Written exercise 1
Answer these questions about the whitebait article:
(a) To what date was the consultation period extended?
(b) In which city was the public meeting where Cr Ken Cochrane made his comments held?
(c) On what date is the council's next meeting, where the issue would come up?

** START Selected excerpt **

The purpose of the changes was to reduce fishing pressure on whitebait, ensuring the sustainability of whitebait fishing.
Minister Sage said, "New Zealanders want to ensure that whitebait numbers flourish, while maintaining a healthy fishery long-term. It really is important that as many people as possible submit on the proposals I have outlined."
Submissions were due to close on March 2, but because she wanted to "ensure we hear from as many New Zealanders as possible", the consultation period was extended to March 16.
Controversy on the topic sparked comments made by a Southland Fish and Game councillor at a public meeting on the proposed changes in Invercargill, where Cr Ken Cochrane said the whitebait working group that had input on the changes was influenced by "chick scientists" from the Department of Conservation.
While fellow councillors asked for his resignation last week, he refused to step down.
Council chairman Graeme Watson said he had no further comment but the issue would come up at the next meeting on March 19.
Minister Sage told the Otago Daily Times on Tuesday, "I am confident that Southland Fish and Game can resolve the issue with Mr Cochrane, however if they wish to formally request my assistance, I would consider any such request."
She previously called his comments sexist and patronising, and said Doc freshwater scientists doing their job, consulting stakeholders on whitebait management, deserved better.

** END Selected excerpt **
** START Given data **

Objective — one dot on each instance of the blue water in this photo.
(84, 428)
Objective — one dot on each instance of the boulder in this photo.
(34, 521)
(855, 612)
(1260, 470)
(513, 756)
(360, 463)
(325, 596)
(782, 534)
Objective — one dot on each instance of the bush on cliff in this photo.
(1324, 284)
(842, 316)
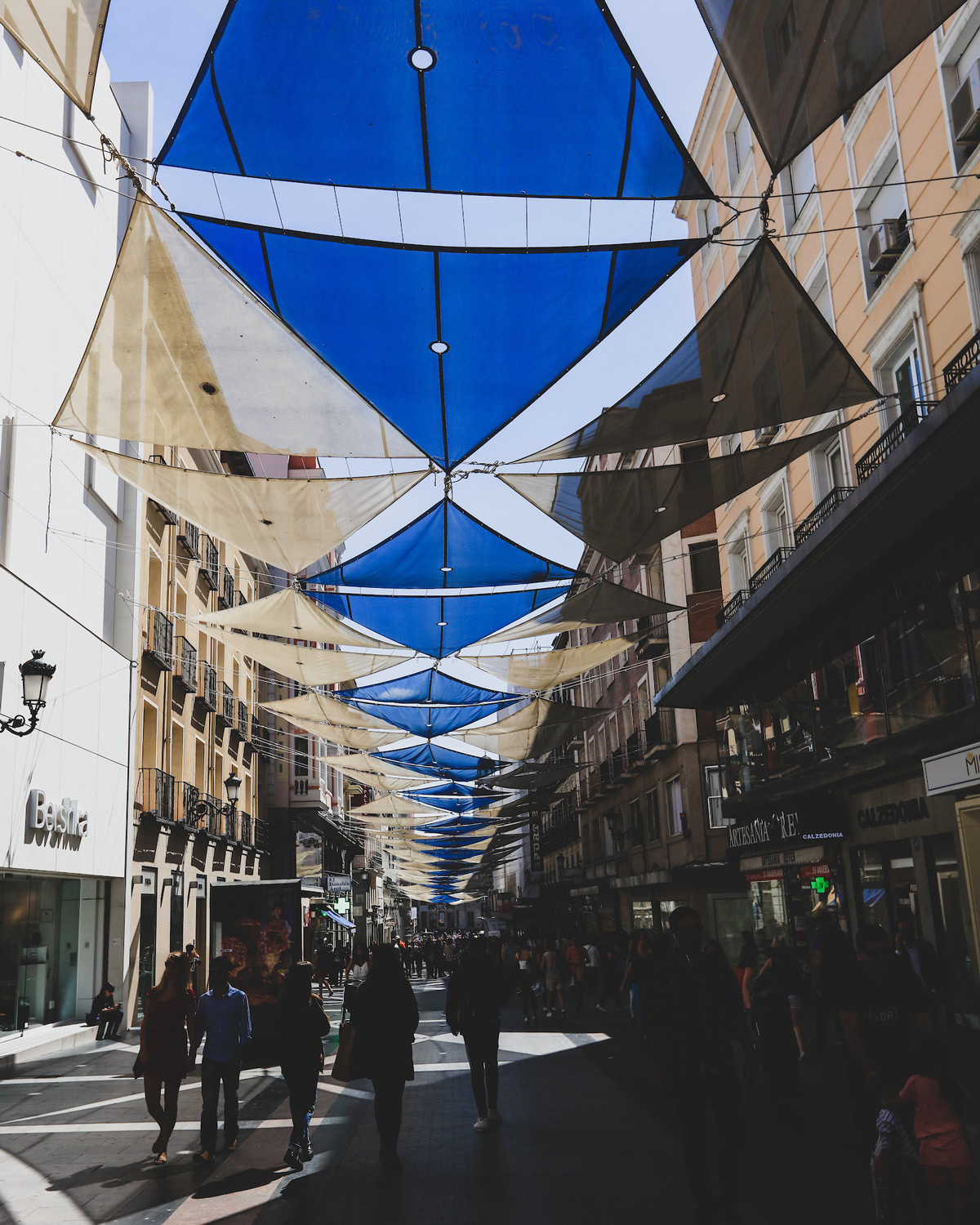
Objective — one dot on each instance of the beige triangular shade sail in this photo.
(287, 523)
(544, 669)
(626, 511)
(183, 354)
(323, 708)
(64, 37)
(602, 603)
(309, 666)
(289, 614)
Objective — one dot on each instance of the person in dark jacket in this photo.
(385, 1018)
(301, 1024)
(477, 992)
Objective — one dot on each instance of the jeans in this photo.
(389, 1110)
(484, 1075)
(301, 1083)
(212, 1075)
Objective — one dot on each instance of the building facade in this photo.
(845, 653)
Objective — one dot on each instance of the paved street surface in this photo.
(586, 1138)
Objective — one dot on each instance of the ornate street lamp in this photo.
(34, 676)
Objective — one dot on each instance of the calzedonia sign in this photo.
(789, 823)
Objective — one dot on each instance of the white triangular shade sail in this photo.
(544, 669)
(183, 354)
(289, 614)
(287, 523)
(602, 603)
(323, 708)
(64, 37)
(309, 666)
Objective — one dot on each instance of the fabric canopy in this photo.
(64, 37)
(760, 357)
(446, 546)
(289, 614)
(181, 354)
(426, 703)
(386, 306)
(309, 666)
(287, 523)
(544, 669)
(799, 68)
(624, 511)
(602, 603)
(428, 98)
(438, 625)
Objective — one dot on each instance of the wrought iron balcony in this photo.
(911, 414)
(821, 512)
(207, 695)
(766, 572)
(159, 639)
(185, 666)
(963, 363)
(154, 793)
(210, 564)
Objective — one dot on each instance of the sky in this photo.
(164, 41)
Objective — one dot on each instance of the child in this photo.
(894, 1149)
(938, 1102)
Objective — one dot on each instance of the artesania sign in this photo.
(60, 821)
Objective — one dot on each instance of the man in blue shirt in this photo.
(225, 1023)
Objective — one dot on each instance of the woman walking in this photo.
(301, 1026)
(385, 1018)
(164, 1050)
(474, 997)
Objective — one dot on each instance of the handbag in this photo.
(343, 1062)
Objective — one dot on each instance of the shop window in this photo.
(925, 663)
(788, 732)
(653, 816)
(848, 700)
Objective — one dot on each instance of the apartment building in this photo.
(845, 657)
(198, 796)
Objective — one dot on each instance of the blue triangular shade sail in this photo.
(426, 703)
(514, 321)
(439, 762)
(446, 546)
(414, 620)
(495, 103)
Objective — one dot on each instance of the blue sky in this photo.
(164, 41)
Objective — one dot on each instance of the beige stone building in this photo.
(195, 727)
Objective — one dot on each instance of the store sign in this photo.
(806, 818)
(955, 771)
(63, 823)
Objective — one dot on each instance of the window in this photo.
(653, 816)
(713, 791)
(674, 808)
(706, 566)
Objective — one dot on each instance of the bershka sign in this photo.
(796, 822)
(59, 825)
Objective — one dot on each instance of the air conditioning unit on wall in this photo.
(964, 109)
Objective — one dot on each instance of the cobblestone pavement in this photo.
(586, 1138)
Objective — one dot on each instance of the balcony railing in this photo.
(210, 564)
(185, 666)
(766, 572)
(821, 512)
(159, 639)
(962, 364)
(227, 592)
(154, 793)
(207, 695)
(911, 414)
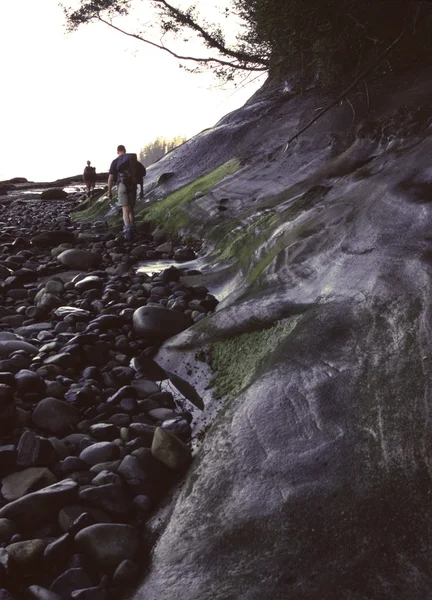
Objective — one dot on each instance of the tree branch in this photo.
(219, 61)
(346, 92)
(212, 41)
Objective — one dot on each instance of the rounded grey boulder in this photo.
(55, 416)
(9, 346)
(159, 322)
(108, 543)
(80, 259)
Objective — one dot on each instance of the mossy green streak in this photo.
(170, 212)
(240, 360)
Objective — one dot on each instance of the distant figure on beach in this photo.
(89, 177)
(127, 172)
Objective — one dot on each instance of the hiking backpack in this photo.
(89, 174)
(130, 170)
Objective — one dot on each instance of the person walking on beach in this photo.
(89, 177)
(127, 172)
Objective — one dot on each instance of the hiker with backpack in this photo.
(89, 177)
(127, 172)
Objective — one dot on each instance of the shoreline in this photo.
(93, 432)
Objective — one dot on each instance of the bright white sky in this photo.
(69, 98)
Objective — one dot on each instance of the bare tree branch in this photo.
(211, 40)
(346, 92)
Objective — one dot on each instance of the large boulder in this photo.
(108, 544)
(81, 260)
(159, 322)
(40, 507)
(19, 484)
(53, 238)
(7, 347)
(54, 194)
(55, 416)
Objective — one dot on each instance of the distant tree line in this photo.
(154, 150)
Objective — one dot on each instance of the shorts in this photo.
(125, 196)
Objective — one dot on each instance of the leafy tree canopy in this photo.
(323, 38)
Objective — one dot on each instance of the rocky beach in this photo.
(93, 432)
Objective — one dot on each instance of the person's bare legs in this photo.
(131, 216)
(126, 215)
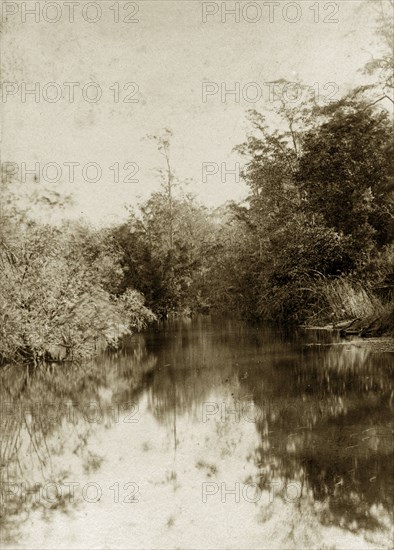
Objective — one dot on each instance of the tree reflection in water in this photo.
(322, 409)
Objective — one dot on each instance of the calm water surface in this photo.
(202, 434)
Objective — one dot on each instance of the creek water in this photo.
(202, 434)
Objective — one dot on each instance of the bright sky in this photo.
(168, 54)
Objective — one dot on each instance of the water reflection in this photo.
(207, 401)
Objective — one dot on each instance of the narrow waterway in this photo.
(202, 434)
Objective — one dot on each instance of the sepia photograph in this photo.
(196, 275)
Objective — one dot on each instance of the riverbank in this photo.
(374, 332)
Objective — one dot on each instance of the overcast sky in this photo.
(167, 54)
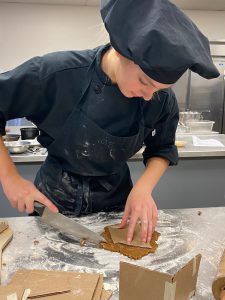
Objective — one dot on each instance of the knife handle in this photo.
(39, 208)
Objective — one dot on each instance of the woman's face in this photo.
(133, 82)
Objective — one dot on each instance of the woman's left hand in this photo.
(140, 206)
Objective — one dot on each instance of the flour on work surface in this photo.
(184, 233)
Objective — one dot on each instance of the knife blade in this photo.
(67, 225)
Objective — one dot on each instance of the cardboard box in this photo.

** END Given data **

Written exercise 2
Retype the lines of the listing starting at the line that contains "Objective — one dot on each instance of the knife handle" and ending with the final line of the listing, both ends included.

Finished answer 1
(a) March 16
(b) Invercargill
(c) March 19

Finished answer 2
Objective — one dot on each instance of the knife handle in this photo.
(39, 208)
Objective — one dot on each instance of the woman's face in this photo.
(133, 82)
Objective — one dot on each instance of the woman's left hand in this photo.
(140, 206)
Objective — one dot on each instance of the flour on work surface in this photo.
(184, 233)
Objective — one dot on each instance of the knife blade in this photo.
(67, 225)
Objective — one dot on each instance of the cardboard box in this photo.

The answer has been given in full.